>> start Selection

When these recording materials are used as a full color recording material, with respect to electron donating colorless dyes for cyan, magenta and yellow, U.S. Pat. No. 4,900,149, as to a yellow coloring type, U.S. Pat. No. 4,800,148, and as to a cyan coloring type, JP-A-63-53542 can be referred to, respectively.

Microencapsulation of these electron donating colorless dyes can be carried out according to well-known techniques in the industry.

For example, the method of using coacervation of hydrophilic wall-forming materials as disclosed in U.S. Pat. No. 2,800,457, the method of interfacial polymerization as disclosed in JP-B-42-771 (the term "JP-B" as used herein means an "examined Japanese patent publication"), the method according to polymer precipitation as disclosed in U.S. Pat. No. 3,660,304, the method using isocyanate polyol wall-forming materials as disclosed in U.S. Pat. No. 3,796,669, the method using isocyanate wall-forming materials as disclosed in U.S. Pat. No. 3,914,511, and the method using urea-formaldehyde-resorcinol wall-forming materials as disclosed in U.S. Pat. No. 4,089,802 are exemplified. In particular, emulsifying the core material, then forming a high polymer film as a microcapsule wall is preferred.

>> end Selection
>> start Information given

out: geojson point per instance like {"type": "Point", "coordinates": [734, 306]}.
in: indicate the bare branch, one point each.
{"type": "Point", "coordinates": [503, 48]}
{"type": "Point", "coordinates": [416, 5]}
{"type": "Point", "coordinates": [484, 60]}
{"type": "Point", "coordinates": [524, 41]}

>> end Information given
>> start Information given

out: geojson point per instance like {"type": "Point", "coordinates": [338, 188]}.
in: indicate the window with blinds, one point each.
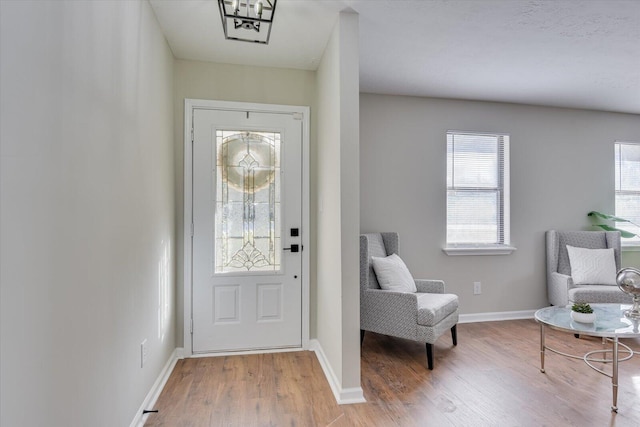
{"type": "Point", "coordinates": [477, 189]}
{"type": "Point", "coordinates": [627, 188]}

>> end Information given

→ **Challenges**
1 – Revise the passage on dye microencapsulation from "When these recording" to "in the industry.", putting "leuco" in place of "colorless".
2 – Which microencapsulation approach does the passage on dye microencapsulation say is preferred?

→ **Answer set**
1 –
When these recording materials are used as a full color recording material, with respect to electron donating leuco dyes for cyan, magenta and yellow, U.S. Pat. No. 4,900,149, as to a yellow coloring type, U.S. Pat. No. 4,800,148, and as to a cyan coloring type, JP-A-63-53542 can be referred to, respectively.

Microencapsulation of these electron donating leuco dyes can be carried out according to well-known techniques in the industry.

2 – Emulsifying the core material, then forming a high polymer film as a microcapsule wall.